**Text for analysis:**
5 ways to build friendships with people from different cultures

If there’s one big challenge for international students, most would say it is building relationships.

As you may have seen on this blog, many international students tend to be friends with people from the same culture. It’s beautiful when you see people from so many different cultures hanging out at the school’s cafeteria, or going out to social activities.

This happens mainly because it’s so uncomfortable living in another culture. Speaking English makes newcomers physically and mentally tired, loneliness makes them sad, and adaptation to a new school environment takes a long time. Long story short, it is not fun.

When a person is planning to move, they don’t always think about the struggles they will face. And it’s not their fault. The excitement of meeting new people, speaking another language, and experience another culture is such that there’s no space for negative and discouraging thoughts.

The same happens to locals. It’s quite a shock when you stumble to someone who doesn’t understand your jokes, or who has a different religious background.

However, when you learn or living another culture, you become more aware of your culture. It’s when you get comfortable sharing your beliefs and values with others that you open up to learn from other cultures as well.

Why do international students get homesick? It’s not only because they’re struggling with the language, or because they miss their parents. Culture is part of your DNA, and when you have to deal with differences, it starts to with to go back to where it belongs.

Coming to Winnipeg, or anywhere in Canada, you have to be prepared not only to adjust to the Canadian culture but also to the many other cultures living here. Be aware that there are about 40 different groups here.

Therefore, you don’t need to belong somewhere or to a group. You just need to learn how to control your cultural background and adapt to a new one. And there’s a way.

Try this and if you do not feel better after that, then maybe you should consider evaluating what is it that you want.

  1. Go out. Engage in as many social activities as you can. Say yes to (almost) everything. This way, you’ll have the opportunity to learn more about other cultures.
  2. Be open minded and prepared to listen to different points of view. Learn to respect other people’s values the same way they’ll respect yours.

**Supplied entries:**
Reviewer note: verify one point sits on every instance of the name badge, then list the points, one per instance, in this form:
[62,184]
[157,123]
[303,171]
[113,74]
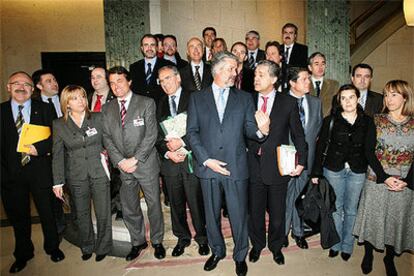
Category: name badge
[91,132]
[139,121]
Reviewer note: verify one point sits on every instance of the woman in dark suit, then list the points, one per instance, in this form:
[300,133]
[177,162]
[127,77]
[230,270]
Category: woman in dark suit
[77,162]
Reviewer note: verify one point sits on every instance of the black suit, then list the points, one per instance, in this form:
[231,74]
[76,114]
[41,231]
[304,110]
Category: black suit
[267,188]
[139,84]
[17,182]
[182,185]
[187,77]
[373,104]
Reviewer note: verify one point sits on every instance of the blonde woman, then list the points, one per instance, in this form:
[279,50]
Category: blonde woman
[385,219]
[77,147]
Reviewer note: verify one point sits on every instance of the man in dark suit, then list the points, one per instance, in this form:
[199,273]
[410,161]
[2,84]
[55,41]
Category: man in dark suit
[130,132]
[310,113]
[23,174]
[197,74]
[177,167]
[219,119]
[245,76]
[144,73]
[267,188]
[170,51]
[321,87]
[208,34]
[254,54]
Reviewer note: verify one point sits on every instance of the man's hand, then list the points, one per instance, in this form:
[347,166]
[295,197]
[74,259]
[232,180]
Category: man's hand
[217,166]
[175,156]
[32,150]
[174,144]
[263,122]
[127,165]
[298,170]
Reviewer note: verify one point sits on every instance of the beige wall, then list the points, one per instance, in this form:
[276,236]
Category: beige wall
[393,59]
[231,18]
[29,27]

**Work to complete:** From the blog post on building friendships across cultures, pull out everything from "1. Go out. Engage" down to "they’ll respect yours.", copying it word for word.

**Result for this task:**
1. Go out. Engage in as many social activities as you can. Say yes to (almost) everything. This way, you’ll have the opportunity to learn more about other cultures.
  2. Be open minded and prepared to listen to different points of view. Learn to respect other people’s values the same way they’ll respect yours.